### EXERCISE REQUIREMENTS
Search the material for the string "below", then return every line where it is found.

_ _ _

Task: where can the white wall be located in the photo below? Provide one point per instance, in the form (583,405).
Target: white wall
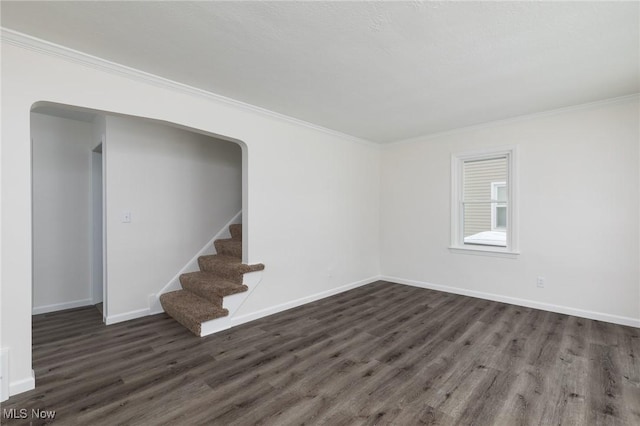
(180,187)
(579,196)
(61,213)
(311,205)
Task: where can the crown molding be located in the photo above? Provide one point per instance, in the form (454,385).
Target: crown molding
(516,119)
(46,47)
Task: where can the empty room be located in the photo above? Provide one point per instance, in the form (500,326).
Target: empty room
(340,213)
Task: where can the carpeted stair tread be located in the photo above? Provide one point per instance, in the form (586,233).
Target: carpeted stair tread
(190,310)
(236,231)
(227,267)
(203,292)
(229,247)
(210,286)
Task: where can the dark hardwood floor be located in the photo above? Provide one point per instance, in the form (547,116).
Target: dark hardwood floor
(380,354)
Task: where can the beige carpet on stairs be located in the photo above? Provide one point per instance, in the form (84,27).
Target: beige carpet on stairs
(203,292)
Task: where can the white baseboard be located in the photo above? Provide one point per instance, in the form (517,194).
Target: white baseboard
(23,385)
(299,302)
(600,316)
(36,310)
(113,319)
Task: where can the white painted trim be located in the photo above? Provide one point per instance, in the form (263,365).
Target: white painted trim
(4,374)
(192,265)
(299,302)
(23,385)
(36,310)
(43,46)
(456,194)
(113,319)
(599,316)
(510,120)
(485,251)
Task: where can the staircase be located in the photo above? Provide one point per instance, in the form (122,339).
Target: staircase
(202,296)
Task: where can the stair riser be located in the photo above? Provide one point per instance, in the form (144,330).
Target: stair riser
(216,300)
(226,271)
(236,231)
(224,248)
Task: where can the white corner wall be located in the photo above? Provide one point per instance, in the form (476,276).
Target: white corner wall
(61,213)
(311,203)
(180,187)
(579,191)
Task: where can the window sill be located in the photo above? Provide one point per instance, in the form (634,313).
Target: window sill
(485,251)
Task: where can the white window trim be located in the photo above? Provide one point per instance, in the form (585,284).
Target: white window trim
(457,244)
(494,206)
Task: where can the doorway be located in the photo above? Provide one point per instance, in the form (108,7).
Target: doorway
(97,229)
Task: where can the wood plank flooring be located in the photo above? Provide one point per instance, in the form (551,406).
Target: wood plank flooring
(380,354)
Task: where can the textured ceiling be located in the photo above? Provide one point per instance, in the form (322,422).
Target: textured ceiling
(382,71)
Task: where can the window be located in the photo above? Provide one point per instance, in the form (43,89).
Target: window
(499,206)
(483,195)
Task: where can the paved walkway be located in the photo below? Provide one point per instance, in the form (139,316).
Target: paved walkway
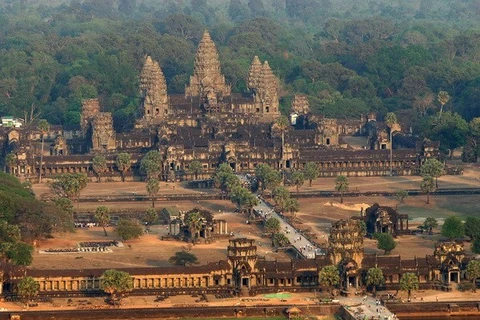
(305,247)
(366,308)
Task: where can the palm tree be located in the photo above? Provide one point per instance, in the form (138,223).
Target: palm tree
(10,162)
(282,124)
(374,278)
(298,179)
(292,206)
(428,186)
(27,289)
(195,168)
(391,121)
(341,185)
(99,164)
(123,162)
(194,222)
(153,187)
(43,126)
(443,98)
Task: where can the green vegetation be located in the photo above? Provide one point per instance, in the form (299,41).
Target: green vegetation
(375,278)
(342,54)
(329,277)
(123,163)
(427,186)
(341,185)
(429,224)
(272,226)
(69,185)
(153,188)
(128,229)
(183,258)
(27,289)
(280,240)
(409,282)
(473,272)
(116,283)
(99,165)
(24,219)
(453,228)
(150,216)
(385,242)
(433,168)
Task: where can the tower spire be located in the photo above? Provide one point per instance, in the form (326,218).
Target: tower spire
(207,81)
(153,89)
(254,74)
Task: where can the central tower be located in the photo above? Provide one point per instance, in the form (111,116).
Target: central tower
(207,81)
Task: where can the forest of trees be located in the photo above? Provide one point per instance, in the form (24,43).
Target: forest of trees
(349,57)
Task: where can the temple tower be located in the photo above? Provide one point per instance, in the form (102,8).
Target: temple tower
(254,74)
(103,135)
(300,104)
(242,255)
(266,96)
(300,109)
(153,90)
(207,81)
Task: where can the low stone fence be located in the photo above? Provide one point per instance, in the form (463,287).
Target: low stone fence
(176,312)
(439,309)
(76,250)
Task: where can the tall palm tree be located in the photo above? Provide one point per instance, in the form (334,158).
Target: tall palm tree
(341,185)
(391,121)
(443,98)
(281,125)
(43,126)
(194,223)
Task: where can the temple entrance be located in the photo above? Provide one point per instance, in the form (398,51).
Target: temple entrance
(352,282)
(246,282)
(454,277)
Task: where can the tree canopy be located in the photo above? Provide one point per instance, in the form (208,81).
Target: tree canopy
(453,228)
(128,229)
(409,282)
(385,242)
(183,258)
(344,56)
(116,283)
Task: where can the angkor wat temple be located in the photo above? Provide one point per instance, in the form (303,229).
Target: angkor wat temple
(211,124)
(245,272)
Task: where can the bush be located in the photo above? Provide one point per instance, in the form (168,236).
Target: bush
(466,286)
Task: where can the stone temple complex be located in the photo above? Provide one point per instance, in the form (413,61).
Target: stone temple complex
(245,272)
(210,124)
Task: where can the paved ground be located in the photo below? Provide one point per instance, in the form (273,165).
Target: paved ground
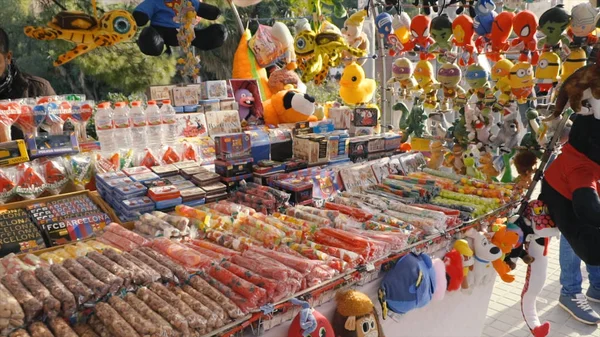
(504,314)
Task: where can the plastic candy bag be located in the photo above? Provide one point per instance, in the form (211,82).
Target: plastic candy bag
(30,183)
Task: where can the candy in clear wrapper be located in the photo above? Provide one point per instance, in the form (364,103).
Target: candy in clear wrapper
(30,183)
(8,186)
(55,174)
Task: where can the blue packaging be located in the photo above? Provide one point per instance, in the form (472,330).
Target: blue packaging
(161,205)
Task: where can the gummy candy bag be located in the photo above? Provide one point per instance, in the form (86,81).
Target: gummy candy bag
(7,184)
(55,173)
(30,184)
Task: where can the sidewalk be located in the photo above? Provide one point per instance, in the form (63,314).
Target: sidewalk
(504,317)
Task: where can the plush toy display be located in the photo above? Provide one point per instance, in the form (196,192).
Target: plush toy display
(454,270)
(525,26)
(88,32)
(289,106)
(409,285)
(462,37)
(553,23)
(538,227)
(162,30)
(309,322)
(355,88)
(355,316)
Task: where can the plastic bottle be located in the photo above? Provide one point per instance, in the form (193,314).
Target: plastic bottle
(138,125)
(169,123)
(105,127)
(122,125)
(154,128)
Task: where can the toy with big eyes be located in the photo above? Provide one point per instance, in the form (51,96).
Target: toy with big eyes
(525,26)
(421,39)
(462,31)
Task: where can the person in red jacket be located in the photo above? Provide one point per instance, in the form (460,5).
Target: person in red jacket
(570,191)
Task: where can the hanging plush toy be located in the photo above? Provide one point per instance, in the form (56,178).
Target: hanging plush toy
(162,30)
(454,270)
(402,73)
(547,73)
(521,81)
(449,76)
(88,32)
(462,32)
(525,26)
(355,88)
(498,38)
(426,82)
(421,39)
(309,322)
(317,52)
(441,33)
(355,316)
(353,32)
(553,24)
(484,18)
(583,24)
(409,285)
(500,73)
(538,227)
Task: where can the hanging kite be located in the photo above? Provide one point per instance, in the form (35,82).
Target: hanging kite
(88,32)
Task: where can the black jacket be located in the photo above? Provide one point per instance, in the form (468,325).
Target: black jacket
(25,86)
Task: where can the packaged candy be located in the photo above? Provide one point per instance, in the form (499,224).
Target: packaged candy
(54,173)
(7,184)
(30,183)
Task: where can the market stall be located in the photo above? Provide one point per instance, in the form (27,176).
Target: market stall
(235,206)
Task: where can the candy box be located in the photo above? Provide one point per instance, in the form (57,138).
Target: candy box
(214,189)
(204,179)
(163,193)
(165,170)
(186,164)
(191,194)
(144,177)
(136,170)
(191,171)
(233,146)
(182,185)
(234,167)
(130,191)
(168,204)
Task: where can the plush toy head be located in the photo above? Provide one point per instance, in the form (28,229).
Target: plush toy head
(289,106)
(355,316)
(409,285)
(553,24)
(309,323)
(583,20)
(454,270)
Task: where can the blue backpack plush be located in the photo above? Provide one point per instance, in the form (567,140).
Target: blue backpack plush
(409,285)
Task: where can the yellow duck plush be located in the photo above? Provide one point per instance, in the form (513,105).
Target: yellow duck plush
(354,87)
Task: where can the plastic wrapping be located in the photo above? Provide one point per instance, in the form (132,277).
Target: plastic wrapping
(139,275)
(178,270)
(99,288)
(141,325)
(164,328)
(202,286)
(12,315)
(255,295)
(187,257)
(117,326)
(114,282)
(163,308)
(50,304)
(58,290)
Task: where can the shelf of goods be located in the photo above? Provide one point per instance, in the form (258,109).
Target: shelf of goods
(221,268)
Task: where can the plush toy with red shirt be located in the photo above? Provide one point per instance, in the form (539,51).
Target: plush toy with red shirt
(570,189)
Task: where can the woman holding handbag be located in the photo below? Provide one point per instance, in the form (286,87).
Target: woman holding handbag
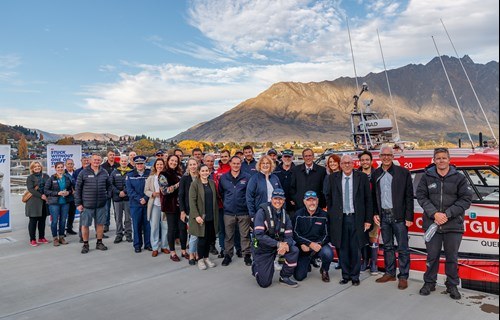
(36,206)
(203,215)
(59,191)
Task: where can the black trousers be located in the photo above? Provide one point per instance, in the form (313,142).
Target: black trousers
(451,243)
(38,222)
(71,215)
(204,242)
(350,254)
(176,226)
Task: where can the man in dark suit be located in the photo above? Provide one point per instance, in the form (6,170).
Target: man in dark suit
(307,177)
(350,216)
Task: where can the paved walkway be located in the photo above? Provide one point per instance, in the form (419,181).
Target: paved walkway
(46,282)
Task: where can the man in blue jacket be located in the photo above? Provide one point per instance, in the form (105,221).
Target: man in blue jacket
(232,189)
(311,234)
(91,194)
(273,235)
(136,179)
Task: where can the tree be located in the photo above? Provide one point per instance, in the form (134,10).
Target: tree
(22,149)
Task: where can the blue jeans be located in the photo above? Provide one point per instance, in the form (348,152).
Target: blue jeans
(141,228)
(156,224)
(59,214)
(390,229)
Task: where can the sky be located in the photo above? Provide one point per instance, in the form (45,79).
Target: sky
(158,67)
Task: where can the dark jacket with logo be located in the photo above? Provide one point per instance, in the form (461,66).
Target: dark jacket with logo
(135,187)
(92,188)
(401,189)
(117,180)
(450,194)
(285,177)
(311,228)
(52,189)
(233,193)
(267,241)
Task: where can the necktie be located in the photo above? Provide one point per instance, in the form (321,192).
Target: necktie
(347,200)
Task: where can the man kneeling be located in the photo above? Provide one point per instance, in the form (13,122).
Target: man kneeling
(311,235)
(273,235)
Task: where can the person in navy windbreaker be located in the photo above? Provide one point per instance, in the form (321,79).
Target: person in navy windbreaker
(135,183)
(261,185)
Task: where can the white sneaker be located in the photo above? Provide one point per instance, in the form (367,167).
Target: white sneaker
(209,263)
(202,265)
(277,266)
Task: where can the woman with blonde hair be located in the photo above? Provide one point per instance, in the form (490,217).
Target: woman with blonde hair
(261,185)
(36,207)
(184,185)
(204,215)
(157,220)
(59,189)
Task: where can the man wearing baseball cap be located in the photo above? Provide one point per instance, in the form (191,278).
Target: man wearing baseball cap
(311,235)
(273,236)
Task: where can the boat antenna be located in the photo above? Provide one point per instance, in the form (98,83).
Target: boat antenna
(366,136)
(470,83)
(453,92)
(388,85)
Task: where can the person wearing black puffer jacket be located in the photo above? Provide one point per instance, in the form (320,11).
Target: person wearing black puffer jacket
(91,194)
(444,194)
(121,206)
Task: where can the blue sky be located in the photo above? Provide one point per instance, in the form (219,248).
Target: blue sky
(158,67)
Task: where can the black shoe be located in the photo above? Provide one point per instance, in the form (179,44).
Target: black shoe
(85,248)
(213,250)
(226,261)
(427,289)
(221,254)
(101,246)
(288,282)
(314,262)
(248,260)
(453,291)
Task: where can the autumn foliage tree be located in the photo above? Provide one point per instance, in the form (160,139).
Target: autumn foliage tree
(22,149)
(189,145)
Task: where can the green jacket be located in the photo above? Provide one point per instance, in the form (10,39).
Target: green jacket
(197,207)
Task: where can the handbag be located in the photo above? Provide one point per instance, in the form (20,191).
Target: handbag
(26,196)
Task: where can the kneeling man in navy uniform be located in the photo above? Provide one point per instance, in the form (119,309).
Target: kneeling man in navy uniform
(273,235)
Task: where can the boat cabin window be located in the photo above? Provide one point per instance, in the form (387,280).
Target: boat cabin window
(485,182)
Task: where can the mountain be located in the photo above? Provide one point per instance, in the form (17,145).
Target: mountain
(86,136)
(319,111)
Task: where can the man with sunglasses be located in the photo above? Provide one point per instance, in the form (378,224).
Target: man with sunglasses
(393,212)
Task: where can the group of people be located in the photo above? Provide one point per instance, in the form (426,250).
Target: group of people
(275,214)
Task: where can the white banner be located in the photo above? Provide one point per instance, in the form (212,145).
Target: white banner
(5,224)
(60,153)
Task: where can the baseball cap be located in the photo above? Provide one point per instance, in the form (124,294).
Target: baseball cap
(278,193)
(310,194)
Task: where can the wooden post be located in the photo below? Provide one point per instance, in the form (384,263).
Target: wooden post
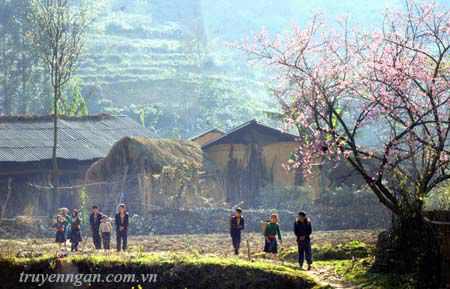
(248,250)
(5,204)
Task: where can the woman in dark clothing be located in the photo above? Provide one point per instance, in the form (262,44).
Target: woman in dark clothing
(59,227)
(303,230)
(121,221)
(271,232)
(75,232)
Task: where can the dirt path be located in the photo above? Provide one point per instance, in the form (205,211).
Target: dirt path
(328,276)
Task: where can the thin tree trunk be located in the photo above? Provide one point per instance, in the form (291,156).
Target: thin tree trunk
(55,144)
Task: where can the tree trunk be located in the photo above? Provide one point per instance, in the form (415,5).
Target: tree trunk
(410,247)
(55,144)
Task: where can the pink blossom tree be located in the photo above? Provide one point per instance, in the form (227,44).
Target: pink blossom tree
(340,87)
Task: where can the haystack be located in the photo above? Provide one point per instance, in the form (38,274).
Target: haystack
(153,173)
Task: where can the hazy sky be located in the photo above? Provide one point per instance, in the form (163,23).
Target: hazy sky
(233,19)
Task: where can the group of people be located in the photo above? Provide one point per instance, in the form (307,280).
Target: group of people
(68,228)
(272,233)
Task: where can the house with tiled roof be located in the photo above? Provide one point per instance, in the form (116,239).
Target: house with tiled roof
(26,156)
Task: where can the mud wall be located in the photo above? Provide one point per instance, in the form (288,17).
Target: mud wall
(248,168)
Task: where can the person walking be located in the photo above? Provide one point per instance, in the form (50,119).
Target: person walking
(236,227)
(303,231)
(271,232)
(95,220)
(122,222)
(75,230)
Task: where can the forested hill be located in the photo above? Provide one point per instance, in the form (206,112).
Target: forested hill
(154,60)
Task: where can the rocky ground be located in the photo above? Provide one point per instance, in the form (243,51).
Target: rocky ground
(204,244)
(218,244)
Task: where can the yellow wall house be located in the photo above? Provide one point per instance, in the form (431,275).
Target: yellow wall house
(250,157)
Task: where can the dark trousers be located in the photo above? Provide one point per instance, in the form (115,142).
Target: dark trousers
(96,238)
(106,237)
(304,252)
(236,239)
(121,237)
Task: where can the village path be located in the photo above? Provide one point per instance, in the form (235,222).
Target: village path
(325,275)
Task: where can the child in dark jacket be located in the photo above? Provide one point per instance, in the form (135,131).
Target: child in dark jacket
(75,230)
(236,226)
(303,230)
(121,221)
(271,232)
(59,227)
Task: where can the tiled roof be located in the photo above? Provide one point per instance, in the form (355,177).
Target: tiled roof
(251,131)
(30,138)
(206,132)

_ _ _

### EXERCISE RESPONSE
Task: where can the white wall be located in the photo below? Provide one point per instance, in the form (583,405).
Task: where can the paved walkway be located in the photo below? Provide one point per instance, in the form (139,316).
Task: where can the paved ground be located in the photo below? Provide one point per instance, in the form (273,165).
Task: where can the woman holding handbag be located in the photo below? Provide one point per instance, in the form (286,87).
Task: where can the wooden post be located in the photo below? Provide one point per instance, in the form (384,263).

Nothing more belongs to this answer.